IF football administrators from any of the five associations contained in these islands ever mention the idea of reviving the 'Home Nations' annual series, with Ireland as an asterisk, they should be taken to a quiet room and kept there until they recant.

This may seem harsh, and almost certainly illegal, but it is necessary.

If Ireland's truly dull encounter with England served a useful purpose other than generating cash and allowing rusty players to sharpen up, it was to forever remove the thought that this kind of thing every year would be a good idea.

In two games against Northern Ireland and England in five days, not one goal. Add in the first leg of Ireland's double-header with Scotland back in November and the last time we played Wales (0-0 in Cardiff in 2013) you've got one in four games.

Was there a decent game among them? Not really. The in camera run against Northern Ireland cannot be judged but it was scoreless and that's not what paying customers like to see in friendly games.

The sting has gone out of old rivalries and what were once hot ticket events have been reduced to training runs, grafted on the end of a season to fill a gap and help with cashflow.

Roy Keane

Roy Keane

There were many empty seats at the England game last Sunday, unimaginable even six or seven years ago when the FAI drew huge crowds to Croker. Austerity devastated that market and only a qualifier carries the required level of intensity for football fans these days.

Scotland will generate some passion but England was a chore - clearly, a very necessary one, though.

The substance underpinning much of the controversy surrounding FAI CEO John Delaney in the last week is the state of the association's finances.

Reading Garrett Kelleher in the Sunday Business Post, it is clear that the FAI were in trouble when Delaney came back from Sepp Blatter with a deal. Has that changed in the intervening period? Only the FAI Board know the full picture.

** Data extract **
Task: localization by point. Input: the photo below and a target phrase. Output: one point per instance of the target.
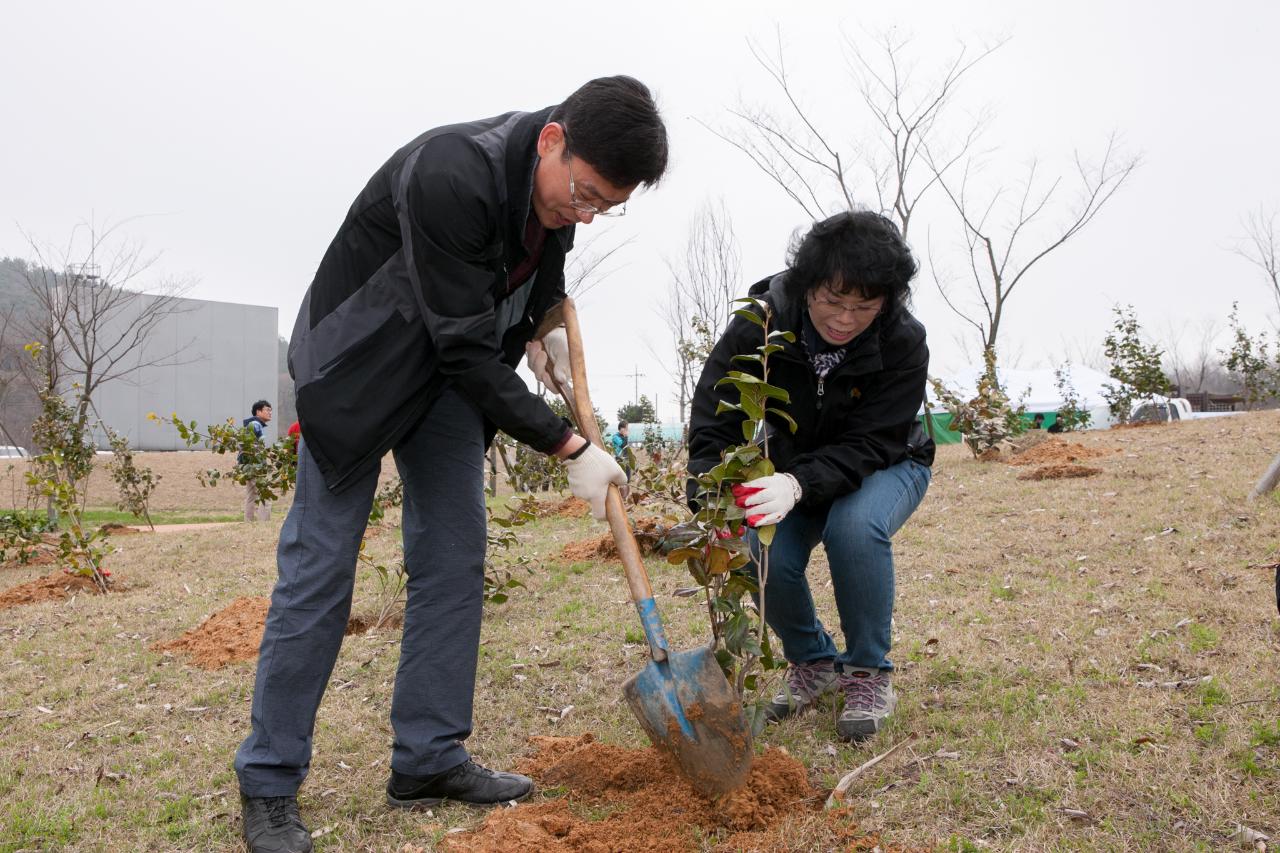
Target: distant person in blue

** Parts of the exercise **
1 – Shorten the paragraph of the football column that begins "There were many empty seats" and keep its main facts.
2 – Resume the football column after its final sentence.
The lines are separate material, apart from the football column.

** Answer set **
1 – Last Sunday's England game had many empty seats. That would have been unimaginable six or seven years ago, when the FAI drew huge crowds to Croker. Austerity devastated that market, and now only a qualifier gives football fans the intensity they want.

2 –
What is certain is that nobody in Abbostown would deny the importance of the right result against Scotland. Defeat leaves qualification in the hands of the tooth fairy and a calculator.

Defeat would also leave Martin O'Neill in a major dilemma. He has vowed to see his job through to the end and has plans to go to St Petersburg in late July for the World Cup draw.

But there is every likelihood that a club in England would view a bad result for O'Neill on Saturday as a starting gun.

With qualification a wispy hope rather an expectation, O'Neill could be forgiven if he chose to return to his true passion, club management, rather than kick tyres around the Ireland team until his contract is up.

To anyone watching O'Neill in his role since the start, it always seems as if that he doesn't really understand the rhythm of international football management, or if he does, he's not comfortable with it.

Beating Scotland would help a great deal. He has yet to feel the surge which comes down from the stands when Irish fans are in full cry and ready to believe in the manager and the players.

He got a taste of it on Sunday when Lansdowne Road rose to Jack Charlton. You had to be a stone not to feel your eyes water at the sight of a man so revered by so many.

All of this, of course, is in the realm of make belief and we have a few days to go before we get some answers.

But picture this scenario -Ireland may need a manager by July and Roy Keane is available. He's been very quiet this week, going about his business and smiling like a Buddha when we tried to drag him into the FIFA story. For once, the high beams are focused elsewhere and he must be chuckling to himself, given his relationship with the FAI in the past.

Even now, it is easy to see Keane as Ireland boss, if for no other reason than the box-office draw he supplies and if it's one thing Abbotstown need now its turnstiles spinning.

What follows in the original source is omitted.